__Given text__:
Look For Her – Emily Winslow (Keene and Frohmann #4) @AllisonandBusby

Look For Her was published on 19 October 2017 by Allison and Busby

The memory of Annalise Wood has haunted the town of Lilling near Cambridge for decades. She went missing in 1976 and although her body was later found, the investigation went cold with no one held responsible. The grief and speculation surrounding her disappearance are engrained in the community.

Forty years on, another young woman stokes her obsession with Annalise, believing that sharing a name with the dead girl has forged a bond between them. When DNA evidence linked to the Annalise Wood murder comes to light, detectives Keene and Frohmann re-examine the case, picking apart previous assumptions and finding sinister connections to a recent drowning.

With her trademark skill in weaving together multiple perspectives and voices, Emily Winslow paints a complex and compelling portrait of a cold case that is far from dead and buried.

My thoughts

Look For Her was my introduction to the beautifully complex Keene and Frohmann series by Emily Winslow.

Although I did not know the history of the main characters or much of what has previously happened, I did not feel too much at a disadvantage. Emily Winslow provides enough detail about the back stories. We know that the two police detectives have had a recent falling out, due to differences on a past case. However I really wish I had read the first three books in the series to grasp the nuances in the relationships.

Natural-language object grounding data

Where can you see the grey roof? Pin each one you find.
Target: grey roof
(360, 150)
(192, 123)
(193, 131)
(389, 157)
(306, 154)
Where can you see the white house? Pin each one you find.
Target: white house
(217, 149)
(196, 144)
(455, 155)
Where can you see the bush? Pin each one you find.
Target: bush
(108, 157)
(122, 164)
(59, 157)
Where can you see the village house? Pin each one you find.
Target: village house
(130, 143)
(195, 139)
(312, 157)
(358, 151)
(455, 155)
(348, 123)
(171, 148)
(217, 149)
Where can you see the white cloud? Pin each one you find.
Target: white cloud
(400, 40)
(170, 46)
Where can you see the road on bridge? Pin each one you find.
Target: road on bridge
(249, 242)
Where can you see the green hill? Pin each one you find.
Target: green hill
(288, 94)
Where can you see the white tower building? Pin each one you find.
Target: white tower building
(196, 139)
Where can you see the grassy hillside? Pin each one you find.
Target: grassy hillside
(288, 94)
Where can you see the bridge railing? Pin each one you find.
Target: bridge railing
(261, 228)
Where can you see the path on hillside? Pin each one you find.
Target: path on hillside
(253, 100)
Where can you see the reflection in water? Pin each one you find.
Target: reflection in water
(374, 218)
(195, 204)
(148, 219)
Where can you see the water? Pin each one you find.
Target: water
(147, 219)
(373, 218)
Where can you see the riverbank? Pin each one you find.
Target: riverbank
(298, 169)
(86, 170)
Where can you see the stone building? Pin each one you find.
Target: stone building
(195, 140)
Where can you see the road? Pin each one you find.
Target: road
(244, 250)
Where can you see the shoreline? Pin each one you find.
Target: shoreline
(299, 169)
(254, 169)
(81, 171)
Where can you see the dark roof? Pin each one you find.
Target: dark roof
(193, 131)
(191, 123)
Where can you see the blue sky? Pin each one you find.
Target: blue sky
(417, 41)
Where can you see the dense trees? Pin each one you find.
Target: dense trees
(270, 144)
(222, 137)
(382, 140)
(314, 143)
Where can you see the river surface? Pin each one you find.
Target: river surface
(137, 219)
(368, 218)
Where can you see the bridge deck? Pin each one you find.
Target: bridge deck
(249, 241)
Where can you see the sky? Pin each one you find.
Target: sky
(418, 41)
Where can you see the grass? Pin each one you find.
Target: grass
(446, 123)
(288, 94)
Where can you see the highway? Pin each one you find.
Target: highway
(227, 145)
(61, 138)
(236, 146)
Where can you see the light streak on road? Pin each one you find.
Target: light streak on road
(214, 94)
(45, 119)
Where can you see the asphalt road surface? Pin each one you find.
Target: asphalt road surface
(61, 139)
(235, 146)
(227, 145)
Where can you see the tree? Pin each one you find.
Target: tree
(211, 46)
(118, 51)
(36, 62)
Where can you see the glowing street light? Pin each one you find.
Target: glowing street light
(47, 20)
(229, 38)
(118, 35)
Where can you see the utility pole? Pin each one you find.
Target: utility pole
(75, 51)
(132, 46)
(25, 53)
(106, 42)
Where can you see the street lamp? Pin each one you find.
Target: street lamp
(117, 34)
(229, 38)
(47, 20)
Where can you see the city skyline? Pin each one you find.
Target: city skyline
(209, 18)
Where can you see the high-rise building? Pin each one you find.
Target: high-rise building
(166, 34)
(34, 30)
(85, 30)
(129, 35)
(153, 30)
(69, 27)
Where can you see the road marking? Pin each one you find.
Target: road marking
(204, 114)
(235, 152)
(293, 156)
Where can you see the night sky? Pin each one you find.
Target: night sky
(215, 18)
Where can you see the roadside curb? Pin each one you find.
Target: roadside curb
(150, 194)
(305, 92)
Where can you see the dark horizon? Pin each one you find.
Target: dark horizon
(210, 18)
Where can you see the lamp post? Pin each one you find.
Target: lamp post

__Study questions__:
1. Name every character from the novel who is mentioned by name in the review of Look For Her.
2. Write the next part of the review of Look For Her, picking up after its last sentence.
The items have nothing to do with the review of Look For Her.

__Answers to the tasks__:
1. Annalise Wood, Keene, Frohmann

2.
We follow the narrative, from multiple perspectives. A girl vanished in 1976, Annelise Woods and her body was found a few years later. This murder was never solved. In the present day, Anna is having counselling with Dr. Laurie Ambrose and revealing her total obsession and jealousy of this long dead girl. New DNA evidence comes to light on the Annelise Woods case. This leads to Morris Keene and Chloe Frohmann re-opening the case. With over forty years passing since the disappearance of Annelise, can they get to the truth?

This is a straight forward case, that escalates over the course of the novel. There are a few gorgeous twists and turns, on the way. Deaths in the present day. Surprise secret off-spring. Dysfunctional families. The haunting of an entire community by a shocking death. You completely get a sense of a community adrift and still feeling the after effects of the death of the infamous Annelise.

Haunting and fabulous, multi-layered and intelligent. We get some great characterisation. I particularly was drawn to Dr Laurie Ambrose and her counselling sessions, together with her complex grief on the death of her husband. A series to discover and fall in love with. Recommended.